EXERCISE
Every line of the material below should be repeated exactly.

— START —

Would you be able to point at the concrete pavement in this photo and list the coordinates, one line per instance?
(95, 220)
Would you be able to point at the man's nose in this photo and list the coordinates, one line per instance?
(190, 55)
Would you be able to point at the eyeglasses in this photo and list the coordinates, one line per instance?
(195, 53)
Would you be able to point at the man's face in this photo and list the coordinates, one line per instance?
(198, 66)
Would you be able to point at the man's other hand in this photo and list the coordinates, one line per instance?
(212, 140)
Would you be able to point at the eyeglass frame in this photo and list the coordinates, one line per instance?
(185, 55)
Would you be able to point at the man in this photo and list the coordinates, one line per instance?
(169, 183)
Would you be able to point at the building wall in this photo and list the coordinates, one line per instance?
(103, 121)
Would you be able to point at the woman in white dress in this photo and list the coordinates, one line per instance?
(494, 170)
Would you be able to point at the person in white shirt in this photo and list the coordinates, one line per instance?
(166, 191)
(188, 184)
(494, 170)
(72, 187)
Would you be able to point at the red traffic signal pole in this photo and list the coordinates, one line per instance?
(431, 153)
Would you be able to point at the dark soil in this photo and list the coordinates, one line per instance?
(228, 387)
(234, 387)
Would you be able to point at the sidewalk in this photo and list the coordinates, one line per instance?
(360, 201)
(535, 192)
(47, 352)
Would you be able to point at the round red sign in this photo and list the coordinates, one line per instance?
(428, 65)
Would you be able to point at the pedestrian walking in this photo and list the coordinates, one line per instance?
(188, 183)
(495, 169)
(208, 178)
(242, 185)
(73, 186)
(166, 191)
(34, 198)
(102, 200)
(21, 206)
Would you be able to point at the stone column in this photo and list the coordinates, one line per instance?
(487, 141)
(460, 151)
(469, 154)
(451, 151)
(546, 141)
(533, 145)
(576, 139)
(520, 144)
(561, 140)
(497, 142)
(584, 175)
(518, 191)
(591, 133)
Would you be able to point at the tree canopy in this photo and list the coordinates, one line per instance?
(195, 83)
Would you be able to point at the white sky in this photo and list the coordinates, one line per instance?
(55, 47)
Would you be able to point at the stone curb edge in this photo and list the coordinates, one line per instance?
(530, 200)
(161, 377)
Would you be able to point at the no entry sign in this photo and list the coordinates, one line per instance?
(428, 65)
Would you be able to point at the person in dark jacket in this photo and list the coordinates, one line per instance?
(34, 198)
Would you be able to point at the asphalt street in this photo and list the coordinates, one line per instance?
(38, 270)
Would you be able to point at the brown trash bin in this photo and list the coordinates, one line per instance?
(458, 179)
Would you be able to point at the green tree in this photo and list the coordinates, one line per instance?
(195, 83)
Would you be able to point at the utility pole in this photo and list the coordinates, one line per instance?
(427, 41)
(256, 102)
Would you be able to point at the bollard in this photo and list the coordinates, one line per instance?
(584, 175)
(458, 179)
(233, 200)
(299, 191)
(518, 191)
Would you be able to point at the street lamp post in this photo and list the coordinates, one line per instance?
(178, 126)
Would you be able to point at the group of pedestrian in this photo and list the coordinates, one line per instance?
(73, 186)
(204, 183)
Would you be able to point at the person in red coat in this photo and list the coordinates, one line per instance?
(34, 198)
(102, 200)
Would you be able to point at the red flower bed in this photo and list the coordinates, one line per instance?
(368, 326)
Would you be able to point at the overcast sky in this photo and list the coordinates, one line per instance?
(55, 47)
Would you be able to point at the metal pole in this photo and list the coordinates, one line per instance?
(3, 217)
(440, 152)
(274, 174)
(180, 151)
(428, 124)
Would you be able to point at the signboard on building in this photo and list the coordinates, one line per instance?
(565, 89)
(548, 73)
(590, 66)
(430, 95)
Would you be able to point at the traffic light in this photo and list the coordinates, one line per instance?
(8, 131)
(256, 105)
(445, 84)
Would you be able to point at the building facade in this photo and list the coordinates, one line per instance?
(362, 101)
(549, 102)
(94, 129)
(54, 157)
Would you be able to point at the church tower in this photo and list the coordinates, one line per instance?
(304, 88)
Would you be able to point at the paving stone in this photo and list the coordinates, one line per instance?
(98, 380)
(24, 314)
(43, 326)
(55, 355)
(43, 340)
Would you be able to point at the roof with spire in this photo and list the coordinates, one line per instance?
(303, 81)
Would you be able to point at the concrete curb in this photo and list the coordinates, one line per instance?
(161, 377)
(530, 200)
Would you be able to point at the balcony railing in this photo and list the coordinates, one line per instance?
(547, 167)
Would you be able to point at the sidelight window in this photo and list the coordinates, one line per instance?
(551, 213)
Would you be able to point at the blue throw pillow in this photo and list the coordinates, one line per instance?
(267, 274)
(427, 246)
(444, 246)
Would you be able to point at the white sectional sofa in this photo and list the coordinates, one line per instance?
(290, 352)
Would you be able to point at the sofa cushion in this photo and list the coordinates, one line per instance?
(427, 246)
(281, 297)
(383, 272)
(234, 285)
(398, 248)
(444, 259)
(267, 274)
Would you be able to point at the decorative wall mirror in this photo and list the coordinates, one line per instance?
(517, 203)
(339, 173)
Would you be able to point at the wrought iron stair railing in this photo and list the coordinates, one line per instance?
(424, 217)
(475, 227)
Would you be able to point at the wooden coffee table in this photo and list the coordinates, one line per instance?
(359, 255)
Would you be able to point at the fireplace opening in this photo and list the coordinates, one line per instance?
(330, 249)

— END —

EXERCISE OUTPUT
Would you be able to point at the concrete pavement in this photo and list the coordinates, one line per instance?
(95, 220)
Would you be able to point at the man's nose in this photo and list the coordinates, one line per instance?
(190, 55)
Would you be able to point at the eyeglasses in this photo and list the coordinates, one line per instance?
(195, 53)
Would you be able to point at the man's face in this photo and list the coordinates, one line per instance?
(198, 66)
Would you be able to point at the man's other hand in this photo and list the coordinates, one line per instance?
(212, 140)
Would you be able to point at the eyeglass frame in this photo and list the coordinates, one line per instance?
(185, 55)
Would you be able to point at the man in this photo and list the coordinates, one line per instance?
(169, 183)
Would you be able to point at the building wall in this photo and list the coordinates, one line per instance?
(103, 121)
Would you be able to point at the woman in white dress in this photo and list the coordinates, one line per instance?
(494, 170)
Would you be able to point at the person in white shirt in this photo and list the coordinates, one line per instance?
(166, 191)
(188, 184)
(494, 170)
(72, 187)
Would you be able to point at the red traffic signal pole in this photo and list the coordinates, one line per instance?
(431, 153)
Would you be able to point at the dark soil in this photo and list the coordinates, one line per instance?
(228, 387)
(234, 387)
Would you be able to point at the sidewalk in this photo and list the coordinates, one line per instance?
(360, 201)
(535, 192)
(47, 352)
Would you be able to point at the round red sign in this photo and list the coordinates, one line per instance?
(428, 65)
Would you be able to point at the pedestrian walking in this photo and list the coordinates, one line per instance?
(188, 183)
(495, 169)
(208, 178)
(242, 185)
(73, 186)
(166, 191)
(34, 198)
(102, 200)
(21, 206)
Would you be able to point at the stone column in this photo and list the coordinates, one line per instance?
(487, 141)
(460, 151)
(469, 154)
(451, 151)
(546, 141)
(533, 145)
(576, 139)
(520, 144)
(561, 140)
(497, 142)
(584, 175)
(518, 191)
(591, 133)
Would you be able to point at the tree canopy in this photo and list the coordinates, one line per instance?
(195, 83)
Would you be able to point at the white sky in this photo and list the coordinates, one line per instance?
(55, 47)
Would you be able to point at the stone curb edge in this photo and list the coordinates, one line per instance?
(530, 200)
(161, 377)
Would you be able to point at the no entry sign in this photo and list the coordinates, one line per instance?
(428, 65)
Would you be able to point at the person in dark jacket in this photo and list the coordinates, one line per instance?
(34, 198)
Would you be able to point at the asphalt street in this photo and list the coordinates, one line per instance?
(38, 270)
Would you be able to point at the brown trash bin in this photo and list the coordinates, one line per instance?
(458, 179)
Would you be able to point at the green tree in this photo and list the coordinates, one line per instance?
(195, 83)
Would you be able to point at the utility pole in this photo and list the coordinates, one line per instance?
(427, 41)
(256, 102)
Would you be able to point at the bollard in this photo and list the coordinates, one line per instance?
(584, 175)
(458, 179)
(233, 200)
(299, 191)
(518, 191)
Would you be able to point at the street lamp post in this photo and list the coordinates, one line per instance?
(178, 126)
Would you be able to point at the group of pedestrian in this photo and list the coordinates, one line per instance?
(73, 186)
(204, 183)
Would you be able to point at the person in red coat in this photo and list the coordinates, one line per instance?
(34, 198)
(102, 200)
Would you be able to point at the red flower bed in this photo and list the coordinates, one line per instance?
(368, 326)
Would you be able to point at the overcast sky in this photo and list the coordinates, one line per instance?
(55, 47)
Would you be able to point at the metal pole in this photo and list the coordinates, one line per instance?
(3, 217)
(440, 152)
(274, 174)
(180, 151)
(428, 124)
Would you be able to point at the signboard on building in this photo and list the coordinates, one line per instance?
(565, 89)
(548, 73)
(590, 66)
(430, 95)
Would you be able to point at the traffic light in this photo and list the coordinates, one line per instance?
(8, 131)
(256, 105)
(445, 84)
Would you be able to point at the building facade in this photo and list the coordinates, one line per instance?
(362, 101)
(549, 102)
(94, 129)
(54, 157)
Would you be able to point at the church tower in this photo and list the coordinates, one line per instance?
(304, 88)
Would you be able to point at the paving stone in this photo and list the coordinates, one line per instance?
(98, 380)
(24, 314)
(43, 326)
(55, 355)
(43, 340)
Would you be able to point at the roof with spire in this photo and list the coordinates, one line per instance?
(303, 81)
Would you be able to point at the concrete curb in this photo and list the coordinates, one line per instance?
(161, 377)
(530, 200)
Would you be able to point at the balcony railing in this photo and list the coordinates, one line per instance?
(547, 167)
Would you be able to point at the sidelight window in this photo and list the coordinates, one line per instance?
(551, 213)
Would you be able to point at the blue throw pillow in this photo and list the coordinates, one line per instance?
(267, 274)
(427, 246)
(444, 246)
Would you be able to point at the white sectional sofa in this photo and list the coordinates, one line per instance?
(290, 352)
Would you be able to point at the sofa cushion in this photo and list the coordinates, one line per instance?
(427, 246)
(281, 297)
(383, 272)
(234, 285)
(398, 248)
(444, 259)
(267, 274)
Would you be able to point at the decorative wall mirror in this photo and list the coordinates, one line per instance?
(517, 203)
(339, 173)
Would you be able to point at the wrought iron stair railing in this photo and list the coordinates, one line per instance?
(424, 217)
(475, 227)
Would you be able to point at the wooden coffee table in this photo and list the coordinates, one line per instance?
(359, 255)
Would you be able to point at the fireplace opening in this photo and list the coordinates, one line per instance?
(330, 249)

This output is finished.